— START Text provided —

"Never Been to Spain" is a song written by Hoyt Axton, originally released on his 1971 LP Joy to the World and later that year performed by Three Dog Night, with Cory Wells on lead vocal. It was featured on their 1971 album Harmony. The recording was produced by Richard Podolor.

Background
The lyrics consist of the narrator ruminating about overseas locales that he has never visited, but about which he feels he has some proxy experience, primarily via the music but also due to other presumed highlights found there. He loosely compares his own actual travels to these more worldly spots.

In the final verse, he observes that while he has "never been to heaven", he has "been to Oklahoma", where he was told he was born, thus implying a kinship between the two places. Hoyt Axton, who was born in Oklahoma, explained that he originally wrote, "...in Oklahoma, born in a coma...." However, it was considered inappropriate; thus, the lyrics were changed to "not Arizona".

Chart history
In the US, "Never Been to Spain" peaked at number 5 on the Billboard chart, and number 18 on the U.S. adult contemporary chart in 1972. Outside of the US, "Never Been to Spain" reached number 3 in Canada and number 34 in Australia.

— END Text provided —
— START Data provided —

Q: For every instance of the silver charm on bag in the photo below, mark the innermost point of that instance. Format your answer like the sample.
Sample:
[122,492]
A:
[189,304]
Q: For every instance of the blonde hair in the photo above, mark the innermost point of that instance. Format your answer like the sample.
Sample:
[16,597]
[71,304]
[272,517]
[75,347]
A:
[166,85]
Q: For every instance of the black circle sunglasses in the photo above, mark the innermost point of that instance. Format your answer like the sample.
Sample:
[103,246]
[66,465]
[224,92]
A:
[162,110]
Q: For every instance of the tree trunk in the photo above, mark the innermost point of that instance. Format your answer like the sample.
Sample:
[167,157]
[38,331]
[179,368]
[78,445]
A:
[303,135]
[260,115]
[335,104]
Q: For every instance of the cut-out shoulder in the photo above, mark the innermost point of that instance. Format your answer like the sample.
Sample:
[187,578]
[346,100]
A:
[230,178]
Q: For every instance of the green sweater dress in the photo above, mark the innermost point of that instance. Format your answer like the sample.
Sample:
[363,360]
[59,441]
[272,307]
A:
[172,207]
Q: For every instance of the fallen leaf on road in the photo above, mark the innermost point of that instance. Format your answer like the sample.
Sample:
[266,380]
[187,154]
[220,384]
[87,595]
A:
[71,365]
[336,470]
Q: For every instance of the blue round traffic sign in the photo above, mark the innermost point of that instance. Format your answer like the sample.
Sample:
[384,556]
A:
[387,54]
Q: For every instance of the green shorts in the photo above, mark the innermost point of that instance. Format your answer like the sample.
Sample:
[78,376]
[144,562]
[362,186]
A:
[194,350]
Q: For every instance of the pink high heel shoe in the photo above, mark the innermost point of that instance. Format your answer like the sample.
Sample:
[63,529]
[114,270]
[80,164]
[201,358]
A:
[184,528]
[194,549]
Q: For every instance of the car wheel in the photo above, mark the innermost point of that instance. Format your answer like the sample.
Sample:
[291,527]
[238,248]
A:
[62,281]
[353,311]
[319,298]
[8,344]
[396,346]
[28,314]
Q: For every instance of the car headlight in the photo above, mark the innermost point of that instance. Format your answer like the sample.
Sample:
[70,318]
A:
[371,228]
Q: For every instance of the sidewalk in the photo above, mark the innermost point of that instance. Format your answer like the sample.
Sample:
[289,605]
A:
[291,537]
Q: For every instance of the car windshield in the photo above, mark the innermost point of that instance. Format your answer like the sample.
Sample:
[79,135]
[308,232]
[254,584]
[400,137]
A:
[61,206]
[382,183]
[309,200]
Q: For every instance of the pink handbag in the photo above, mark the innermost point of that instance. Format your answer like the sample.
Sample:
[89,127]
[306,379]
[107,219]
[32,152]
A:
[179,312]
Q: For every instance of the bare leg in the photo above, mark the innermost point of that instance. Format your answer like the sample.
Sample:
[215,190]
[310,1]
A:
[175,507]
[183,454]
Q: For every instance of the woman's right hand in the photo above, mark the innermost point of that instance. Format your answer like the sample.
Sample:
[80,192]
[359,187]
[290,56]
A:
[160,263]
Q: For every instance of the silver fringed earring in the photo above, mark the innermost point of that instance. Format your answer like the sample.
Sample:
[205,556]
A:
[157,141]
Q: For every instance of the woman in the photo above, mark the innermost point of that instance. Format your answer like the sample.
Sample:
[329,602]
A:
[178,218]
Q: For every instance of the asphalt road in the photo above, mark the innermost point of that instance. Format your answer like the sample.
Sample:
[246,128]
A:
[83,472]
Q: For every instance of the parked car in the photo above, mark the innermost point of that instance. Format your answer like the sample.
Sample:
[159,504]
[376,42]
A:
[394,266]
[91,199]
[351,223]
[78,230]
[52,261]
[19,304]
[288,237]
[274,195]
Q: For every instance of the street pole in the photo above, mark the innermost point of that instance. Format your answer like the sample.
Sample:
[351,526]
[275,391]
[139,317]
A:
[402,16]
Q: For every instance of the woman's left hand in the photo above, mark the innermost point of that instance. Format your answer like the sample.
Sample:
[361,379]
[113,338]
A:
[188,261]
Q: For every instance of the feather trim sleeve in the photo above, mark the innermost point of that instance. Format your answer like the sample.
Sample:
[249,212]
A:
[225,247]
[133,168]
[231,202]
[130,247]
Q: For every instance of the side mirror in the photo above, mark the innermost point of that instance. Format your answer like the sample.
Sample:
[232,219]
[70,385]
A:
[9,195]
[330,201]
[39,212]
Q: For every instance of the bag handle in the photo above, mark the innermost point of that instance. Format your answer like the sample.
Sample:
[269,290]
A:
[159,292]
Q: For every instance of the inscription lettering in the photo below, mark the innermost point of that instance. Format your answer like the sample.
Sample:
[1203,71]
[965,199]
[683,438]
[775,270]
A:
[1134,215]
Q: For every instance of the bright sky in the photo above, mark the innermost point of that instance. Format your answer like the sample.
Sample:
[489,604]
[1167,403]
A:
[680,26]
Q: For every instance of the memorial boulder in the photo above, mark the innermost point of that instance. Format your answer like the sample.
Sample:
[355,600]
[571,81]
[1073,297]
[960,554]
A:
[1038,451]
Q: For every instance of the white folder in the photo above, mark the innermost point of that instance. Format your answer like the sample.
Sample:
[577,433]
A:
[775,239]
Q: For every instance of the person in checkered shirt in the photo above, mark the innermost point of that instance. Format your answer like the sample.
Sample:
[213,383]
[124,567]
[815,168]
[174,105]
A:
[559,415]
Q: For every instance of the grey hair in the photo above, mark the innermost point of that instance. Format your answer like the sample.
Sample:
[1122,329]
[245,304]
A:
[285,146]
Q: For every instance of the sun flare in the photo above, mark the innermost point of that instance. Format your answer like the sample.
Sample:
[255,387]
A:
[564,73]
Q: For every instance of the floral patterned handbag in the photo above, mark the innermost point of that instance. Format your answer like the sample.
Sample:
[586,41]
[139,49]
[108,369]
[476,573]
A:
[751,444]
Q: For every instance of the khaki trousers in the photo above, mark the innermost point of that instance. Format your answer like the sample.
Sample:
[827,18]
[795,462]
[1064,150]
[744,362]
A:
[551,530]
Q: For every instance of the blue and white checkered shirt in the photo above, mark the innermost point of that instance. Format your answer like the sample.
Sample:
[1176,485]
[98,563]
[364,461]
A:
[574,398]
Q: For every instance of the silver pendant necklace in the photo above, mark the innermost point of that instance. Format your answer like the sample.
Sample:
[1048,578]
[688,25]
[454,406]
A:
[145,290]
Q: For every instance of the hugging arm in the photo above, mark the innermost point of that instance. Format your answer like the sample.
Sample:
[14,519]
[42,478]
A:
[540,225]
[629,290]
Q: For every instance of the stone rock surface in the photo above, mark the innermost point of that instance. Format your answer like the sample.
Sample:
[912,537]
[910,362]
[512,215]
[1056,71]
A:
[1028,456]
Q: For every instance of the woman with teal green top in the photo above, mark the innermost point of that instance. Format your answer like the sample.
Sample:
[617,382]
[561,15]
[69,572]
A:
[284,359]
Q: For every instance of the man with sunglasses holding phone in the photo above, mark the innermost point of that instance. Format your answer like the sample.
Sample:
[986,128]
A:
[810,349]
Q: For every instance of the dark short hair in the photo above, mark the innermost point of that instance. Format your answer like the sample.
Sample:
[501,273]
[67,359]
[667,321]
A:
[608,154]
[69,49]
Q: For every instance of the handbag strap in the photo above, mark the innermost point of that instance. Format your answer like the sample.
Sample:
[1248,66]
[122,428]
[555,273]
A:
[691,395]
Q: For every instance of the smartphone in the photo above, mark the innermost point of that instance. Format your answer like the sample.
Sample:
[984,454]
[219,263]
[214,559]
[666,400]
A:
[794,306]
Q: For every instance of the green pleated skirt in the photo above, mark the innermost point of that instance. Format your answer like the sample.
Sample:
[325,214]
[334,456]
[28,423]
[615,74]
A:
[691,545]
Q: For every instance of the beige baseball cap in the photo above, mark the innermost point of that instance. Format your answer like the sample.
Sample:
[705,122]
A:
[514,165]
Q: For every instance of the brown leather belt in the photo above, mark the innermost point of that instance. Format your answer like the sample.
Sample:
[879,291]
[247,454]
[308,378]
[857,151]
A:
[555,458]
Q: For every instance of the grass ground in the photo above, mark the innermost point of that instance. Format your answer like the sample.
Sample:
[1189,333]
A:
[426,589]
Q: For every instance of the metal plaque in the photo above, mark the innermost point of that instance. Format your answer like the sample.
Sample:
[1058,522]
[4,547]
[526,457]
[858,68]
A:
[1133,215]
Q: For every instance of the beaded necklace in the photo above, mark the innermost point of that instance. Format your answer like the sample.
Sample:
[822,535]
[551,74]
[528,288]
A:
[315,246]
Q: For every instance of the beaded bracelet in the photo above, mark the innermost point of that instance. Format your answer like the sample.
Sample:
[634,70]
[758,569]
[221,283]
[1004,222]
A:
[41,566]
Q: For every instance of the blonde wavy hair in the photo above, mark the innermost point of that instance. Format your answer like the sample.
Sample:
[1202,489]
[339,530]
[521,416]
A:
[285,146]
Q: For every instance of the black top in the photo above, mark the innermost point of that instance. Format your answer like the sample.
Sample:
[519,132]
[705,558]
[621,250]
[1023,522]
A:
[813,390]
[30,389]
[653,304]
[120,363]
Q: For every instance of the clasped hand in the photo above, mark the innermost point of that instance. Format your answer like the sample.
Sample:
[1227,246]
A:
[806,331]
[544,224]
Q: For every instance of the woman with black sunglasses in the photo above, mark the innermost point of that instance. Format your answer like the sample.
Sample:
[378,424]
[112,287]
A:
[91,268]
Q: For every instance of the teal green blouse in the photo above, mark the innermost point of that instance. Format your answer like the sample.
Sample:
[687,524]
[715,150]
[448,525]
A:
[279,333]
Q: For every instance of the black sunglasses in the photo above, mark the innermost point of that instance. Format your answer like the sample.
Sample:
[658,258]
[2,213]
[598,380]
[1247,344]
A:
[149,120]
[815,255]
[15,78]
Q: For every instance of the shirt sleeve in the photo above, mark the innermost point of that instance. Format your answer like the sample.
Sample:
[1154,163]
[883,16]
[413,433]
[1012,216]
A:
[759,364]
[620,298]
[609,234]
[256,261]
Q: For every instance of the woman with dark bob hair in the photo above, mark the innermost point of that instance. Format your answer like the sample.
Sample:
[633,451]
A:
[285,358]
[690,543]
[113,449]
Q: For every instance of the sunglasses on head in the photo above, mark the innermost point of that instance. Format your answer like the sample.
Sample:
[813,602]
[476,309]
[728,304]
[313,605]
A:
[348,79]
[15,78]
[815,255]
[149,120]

— END Data provided —

List of tasks:
(a) Decide whether each statement below agrees with the text on the song "Never Been to Spain," answering yes or no and quoting the words of the text that settle it: (i) Richard Podolor produced the recording; (ii) the song reached number 3 in Australia; (iii) Hoyt Axton was born in Arizona.
(b) From the text on the song "Never Been to Spain," repeat word for word everything from "Chart history" down to "34 in Australia.".
(c) Go on with the text about the song "Never Been to Spain" from the point where it stops.

Replies:
(a)
(i) Yes: "The recording was produced by Richard Podolor."
(ii) No: "number 3 in Canada and number 34 in Australia."
(iii) No: "Hoyt Axton, who was born in Oklahoma."

(b)
Chart history
In the US, "Never Been to Spain" peaked at number 5 on the Billboard chart, and number 18 on the U.S. adult contemporary chart in 1972. Outside of the US, "Never Been to Spain" reached number 3 in Canada and number 34 in Australia.

(c)
Weekly charts

Year-end charts

Other versions
 Elvis Presley, on his 1972 album  As Recorded at Madison Square Garden.
 Ronnie Sessions, as a single in 1972 that reached number 36 on the Billboard Country chart.
 Cher, on her 1972 album Foxy Lady.
 Waylon Jennings, on his 1972 album Ladies Love Outlaws and in the 2007 concert film Never Say Die: The Final Concert and its soundtrack.
 Ike & Tina Turner, on their 1977 album Delilah's Power.
 Cravin' Melon, on their 1998 EP Squeeze Me.
 The No Refund Band recorded a cover popular in the west coast swing community.
 ApologetiX did a parody of the song entitled "Never Been to Spain (Yet)" that was featured on their 2007 live album Chosen Ones.
 The Oklahoma State University Cowboy Marching Band plays a version of the song every football game during the first time out of the fourth quarter, as well as at numerous other events throughout each academic year. It has been recorded in several of their performance albums. The entire marching band and stadium of fans yell "State" in unison following the line "I've never been to heaven, but I've been to Oklahoma".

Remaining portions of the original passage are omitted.